▶ [Document segment]
>>>
The distinction between vertical and horizontal discourse is particularly critical because it is said that it is only the vertical discourse which provides the “rules” through which knowledge can be recontextualised for the purposes of practice (Bernstein 1999; Young 2006). This is because only vertical discourse provides a recognisable structure which provides each element of knowledge with a clear purpose and relation to other types of knowledge, a locus within a constellation of concepts, and a guideline for sequencing within the curriculum (Muller 2009; Young 2006). Vertical discourse can, importantly, be further differentiated between “hierarchical” and “horizontal” knowledge structures that represent different academic disciplines. Perhaps equally important for understanding the “region” is to place some scrutiny on what Bernstein (2000, p. 33) outlined as the “recontextualisation principle which selectively appropriates, relocates, refocuses and relates other discourses to constitute its own order”, in order to better understand the processes by which knowledge is “selected”, “appropriated” and “transformed” for occupational imperatives (Barnett 2006; Hordern 2014a). The region can thus be construed as a socio-epistemic entity, a space within which the knowledge base of a profession or vocation is assembled and struggled over by various actors and agencies, where forms of knowledge are treated with varying degrees of acknowledgement of their epistemic structure, and where recontextualisation is undertaken in its various forms.
<<<
▶ [Excerpted records]
>>>
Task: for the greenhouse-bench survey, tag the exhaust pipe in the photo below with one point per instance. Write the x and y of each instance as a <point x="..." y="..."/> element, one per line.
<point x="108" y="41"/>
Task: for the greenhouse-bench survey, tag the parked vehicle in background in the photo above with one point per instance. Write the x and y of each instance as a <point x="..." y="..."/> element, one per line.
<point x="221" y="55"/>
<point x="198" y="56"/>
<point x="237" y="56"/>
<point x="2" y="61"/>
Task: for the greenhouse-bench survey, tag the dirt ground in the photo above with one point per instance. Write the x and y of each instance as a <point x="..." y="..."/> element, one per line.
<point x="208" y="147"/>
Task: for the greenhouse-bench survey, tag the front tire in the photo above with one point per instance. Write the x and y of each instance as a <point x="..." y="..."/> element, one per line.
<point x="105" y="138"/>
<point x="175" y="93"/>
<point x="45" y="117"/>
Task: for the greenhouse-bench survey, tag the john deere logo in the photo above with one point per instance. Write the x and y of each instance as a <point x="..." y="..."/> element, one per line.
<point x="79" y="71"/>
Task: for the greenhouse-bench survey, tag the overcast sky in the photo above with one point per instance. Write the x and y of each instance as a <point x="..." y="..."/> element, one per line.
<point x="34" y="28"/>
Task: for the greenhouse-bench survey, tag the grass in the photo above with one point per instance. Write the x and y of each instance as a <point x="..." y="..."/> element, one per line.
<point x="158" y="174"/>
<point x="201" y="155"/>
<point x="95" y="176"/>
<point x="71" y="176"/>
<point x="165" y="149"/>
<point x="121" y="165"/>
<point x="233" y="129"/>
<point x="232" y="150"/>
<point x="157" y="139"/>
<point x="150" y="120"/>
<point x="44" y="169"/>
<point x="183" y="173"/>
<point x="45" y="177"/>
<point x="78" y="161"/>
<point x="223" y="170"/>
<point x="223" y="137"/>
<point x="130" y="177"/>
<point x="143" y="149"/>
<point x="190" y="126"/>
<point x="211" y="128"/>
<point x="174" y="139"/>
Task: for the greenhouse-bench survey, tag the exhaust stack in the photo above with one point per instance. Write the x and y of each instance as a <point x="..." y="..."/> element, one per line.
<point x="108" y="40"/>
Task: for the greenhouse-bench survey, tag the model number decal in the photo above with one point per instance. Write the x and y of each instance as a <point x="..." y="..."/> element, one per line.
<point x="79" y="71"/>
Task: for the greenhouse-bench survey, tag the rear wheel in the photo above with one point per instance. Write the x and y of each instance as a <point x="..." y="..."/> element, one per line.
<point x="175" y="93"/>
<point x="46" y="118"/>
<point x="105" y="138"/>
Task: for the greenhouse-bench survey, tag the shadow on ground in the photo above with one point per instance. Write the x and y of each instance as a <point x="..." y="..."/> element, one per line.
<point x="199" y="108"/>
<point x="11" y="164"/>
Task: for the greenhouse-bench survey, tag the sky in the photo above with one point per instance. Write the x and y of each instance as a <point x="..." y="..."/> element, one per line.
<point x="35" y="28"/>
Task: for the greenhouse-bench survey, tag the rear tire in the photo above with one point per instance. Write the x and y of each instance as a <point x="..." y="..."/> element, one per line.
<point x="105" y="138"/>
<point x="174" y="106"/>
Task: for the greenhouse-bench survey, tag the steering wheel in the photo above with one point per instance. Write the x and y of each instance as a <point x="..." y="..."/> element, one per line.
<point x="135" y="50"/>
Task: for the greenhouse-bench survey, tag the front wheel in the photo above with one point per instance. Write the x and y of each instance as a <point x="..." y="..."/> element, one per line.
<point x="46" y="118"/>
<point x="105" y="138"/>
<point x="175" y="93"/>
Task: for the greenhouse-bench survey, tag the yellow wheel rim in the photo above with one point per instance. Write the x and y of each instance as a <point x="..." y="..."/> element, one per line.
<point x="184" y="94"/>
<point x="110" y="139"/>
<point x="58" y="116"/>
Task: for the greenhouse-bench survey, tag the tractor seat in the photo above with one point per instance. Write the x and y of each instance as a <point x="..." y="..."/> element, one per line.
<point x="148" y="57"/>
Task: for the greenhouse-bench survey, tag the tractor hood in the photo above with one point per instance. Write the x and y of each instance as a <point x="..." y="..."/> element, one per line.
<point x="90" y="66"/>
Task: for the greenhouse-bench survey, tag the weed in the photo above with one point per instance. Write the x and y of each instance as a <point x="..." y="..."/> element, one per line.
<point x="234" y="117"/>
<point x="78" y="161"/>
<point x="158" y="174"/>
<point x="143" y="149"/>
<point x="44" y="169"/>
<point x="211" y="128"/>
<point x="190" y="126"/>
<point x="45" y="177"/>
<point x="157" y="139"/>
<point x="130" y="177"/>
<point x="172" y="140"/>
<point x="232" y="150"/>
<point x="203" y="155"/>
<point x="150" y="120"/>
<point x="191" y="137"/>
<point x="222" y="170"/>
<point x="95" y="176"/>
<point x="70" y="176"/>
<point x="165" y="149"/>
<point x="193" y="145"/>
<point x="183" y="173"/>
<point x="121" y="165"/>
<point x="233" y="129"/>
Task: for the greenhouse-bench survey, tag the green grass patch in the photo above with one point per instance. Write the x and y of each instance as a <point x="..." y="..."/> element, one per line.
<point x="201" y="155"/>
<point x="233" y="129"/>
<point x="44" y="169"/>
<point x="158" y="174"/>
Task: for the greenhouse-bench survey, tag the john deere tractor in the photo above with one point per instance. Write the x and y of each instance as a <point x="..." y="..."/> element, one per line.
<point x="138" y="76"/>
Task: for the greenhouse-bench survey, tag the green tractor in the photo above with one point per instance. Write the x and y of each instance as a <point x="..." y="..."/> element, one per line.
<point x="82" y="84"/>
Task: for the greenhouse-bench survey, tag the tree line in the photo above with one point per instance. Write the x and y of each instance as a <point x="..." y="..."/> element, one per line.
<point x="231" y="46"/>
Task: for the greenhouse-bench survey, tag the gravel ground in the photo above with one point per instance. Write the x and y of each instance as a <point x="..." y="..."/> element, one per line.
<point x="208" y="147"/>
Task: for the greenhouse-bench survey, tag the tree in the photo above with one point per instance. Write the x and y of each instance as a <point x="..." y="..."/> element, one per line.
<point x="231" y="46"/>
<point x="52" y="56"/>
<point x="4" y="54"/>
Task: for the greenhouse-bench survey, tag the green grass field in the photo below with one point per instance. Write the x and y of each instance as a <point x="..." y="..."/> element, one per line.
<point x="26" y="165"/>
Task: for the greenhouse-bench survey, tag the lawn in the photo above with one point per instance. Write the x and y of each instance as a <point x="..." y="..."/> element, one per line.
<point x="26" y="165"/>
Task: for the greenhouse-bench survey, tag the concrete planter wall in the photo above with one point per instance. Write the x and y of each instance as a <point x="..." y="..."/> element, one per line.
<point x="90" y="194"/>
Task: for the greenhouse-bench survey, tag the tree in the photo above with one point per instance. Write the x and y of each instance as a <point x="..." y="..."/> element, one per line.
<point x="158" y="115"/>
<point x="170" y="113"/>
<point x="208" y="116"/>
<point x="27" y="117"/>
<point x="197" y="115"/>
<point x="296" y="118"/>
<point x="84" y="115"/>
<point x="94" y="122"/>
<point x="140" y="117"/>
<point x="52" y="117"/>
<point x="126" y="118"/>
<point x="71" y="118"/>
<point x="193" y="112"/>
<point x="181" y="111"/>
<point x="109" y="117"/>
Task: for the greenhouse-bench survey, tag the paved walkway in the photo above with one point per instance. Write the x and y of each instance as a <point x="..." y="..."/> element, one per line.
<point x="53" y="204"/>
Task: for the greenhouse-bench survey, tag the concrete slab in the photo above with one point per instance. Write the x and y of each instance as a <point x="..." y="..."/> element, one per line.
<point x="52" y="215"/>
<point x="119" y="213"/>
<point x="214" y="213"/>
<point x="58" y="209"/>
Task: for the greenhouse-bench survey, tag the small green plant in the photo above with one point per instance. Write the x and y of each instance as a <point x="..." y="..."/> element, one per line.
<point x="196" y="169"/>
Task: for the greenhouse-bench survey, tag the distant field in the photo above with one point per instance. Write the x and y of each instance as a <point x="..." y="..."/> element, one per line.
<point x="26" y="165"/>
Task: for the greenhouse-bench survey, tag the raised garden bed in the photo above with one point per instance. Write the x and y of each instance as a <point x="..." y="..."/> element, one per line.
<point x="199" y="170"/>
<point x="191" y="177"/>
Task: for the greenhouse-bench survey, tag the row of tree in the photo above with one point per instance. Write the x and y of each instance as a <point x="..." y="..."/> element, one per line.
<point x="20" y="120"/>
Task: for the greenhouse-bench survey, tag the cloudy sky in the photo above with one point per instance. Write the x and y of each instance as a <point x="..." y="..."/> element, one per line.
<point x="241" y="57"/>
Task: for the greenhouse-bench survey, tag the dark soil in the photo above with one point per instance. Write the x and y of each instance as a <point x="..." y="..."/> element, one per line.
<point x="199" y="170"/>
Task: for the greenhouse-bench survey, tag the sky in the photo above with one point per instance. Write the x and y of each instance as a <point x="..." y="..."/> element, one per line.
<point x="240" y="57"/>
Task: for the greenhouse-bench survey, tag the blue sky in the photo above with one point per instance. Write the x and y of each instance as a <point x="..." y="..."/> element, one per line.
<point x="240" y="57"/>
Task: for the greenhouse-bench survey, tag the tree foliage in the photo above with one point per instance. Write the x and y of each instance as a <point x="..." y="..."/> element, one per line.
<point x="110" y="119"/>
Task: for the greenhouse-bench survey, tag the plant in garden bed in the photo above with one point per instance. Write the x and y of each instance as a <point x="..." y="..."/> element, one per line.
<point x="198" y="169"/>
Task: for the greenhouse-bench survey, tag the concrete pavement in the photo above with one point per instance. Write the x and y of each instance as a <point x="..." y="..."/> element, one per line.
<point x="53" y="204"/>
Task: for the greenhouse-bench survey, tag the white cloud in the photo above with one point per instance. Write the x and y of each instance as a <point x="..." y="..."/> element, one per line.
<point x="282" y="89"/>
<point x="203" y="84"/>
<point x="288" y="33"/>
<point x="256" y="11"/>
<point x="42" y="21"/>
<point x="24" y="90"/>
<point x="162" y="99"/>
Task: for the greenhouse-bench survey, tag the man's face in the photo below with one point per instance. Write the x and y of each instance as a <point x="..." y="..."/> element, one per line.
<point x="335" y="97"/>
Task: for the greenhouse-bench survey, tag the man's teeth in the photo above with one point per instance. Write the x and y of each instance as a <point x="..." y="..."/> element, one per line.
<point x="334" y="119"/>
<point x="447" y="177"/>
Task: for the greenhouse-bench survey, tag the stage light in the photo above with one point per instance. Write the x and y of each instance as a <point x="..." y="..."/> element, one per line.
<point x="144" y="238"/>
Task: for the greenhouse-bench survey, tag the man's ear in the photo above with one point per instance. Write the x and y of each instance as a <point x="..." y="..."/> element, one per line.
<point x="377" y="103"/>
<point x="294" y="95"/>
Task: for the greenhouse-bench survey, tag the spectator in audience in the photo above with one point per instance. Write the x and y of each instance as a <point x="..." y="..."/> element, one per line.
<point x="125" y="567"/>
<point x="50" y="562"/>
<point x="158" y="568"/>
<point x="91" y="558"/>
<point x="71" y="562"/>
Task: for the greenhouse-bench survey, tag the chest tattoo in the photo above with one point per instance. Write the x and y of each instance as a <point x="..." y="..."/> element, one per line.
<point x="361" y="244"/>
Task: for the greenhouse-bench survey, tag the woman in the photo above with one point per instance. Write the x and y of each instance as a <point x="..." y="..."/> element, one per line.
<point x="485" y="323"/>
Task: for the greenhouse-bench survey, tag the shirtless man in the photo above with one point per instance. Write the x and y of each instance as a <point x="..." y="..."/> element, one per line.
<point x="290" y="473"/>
<<<
▶ [Stated goal A] Summarize the passage above on vertical discourse and recontextualization in two sentences.
▶ [Stated goal B] Rewrite the paragraph beginning "The distinction between vertical and horizontal discourse" from the passage on vertical discourse and recontextualization as a bulleted list that keeps its main facts.
▶ [Stated goal C] In the passage on vertical discourse and recontextualization, into which two kinds of knowledge structures can vertical discourse be further differentiated?

▶ [Correct response A] Vertical discourse is said to be the only discourse that provides the rules for recontextualizing knowledge for practice, because its structure gives each element of knowledge a clear purpose, a place among related concepts, and a guide for sequencing in the curriculum. The region can therefore be seen as a socio-epistemic space where various actors and agencies assemble and contest a profession's or vocation's knowledge base, and where knowledge is selected, appropriated and transformed through recontextualization.

▶ [Correct response B]
- The distinction between vertical and horizontal discourse matters because only vertical discourse is said to provide the "rules" for recontextualizing knowledge for practice (Bernstein 1999; Young 2006).
- Vertical discourse has a recognizable structure that gives each element of knowledge a clear purpose, relations to other kinds of knowledge, a place within a constellation of concepts, and a guide for curriculum sequencing (Muller 2009; Young 2006).
- Vertical discourse can be further divided into "hierarchical" and "horizontal" knowledge structures, which represent different academic disciplines.
- To understand the "region," Bernstein's (2000) recontextualization principle should be examined, since it explains how knowledge is "selected," "appropriated" and "transformed" for occupational needs (Barnett 2006; Hordern 2014a).
- The region can be understood as a socio-epistemic space where various actors and agencies assemble and contest a profession's or vocation's knowledge base, where forms of knowledge receive varying acknowledgment of their epistemic structure, and where recontextualization takes place in its various forms.

▶ [Correct response C] Hierarchical and horizontal knowledge structures.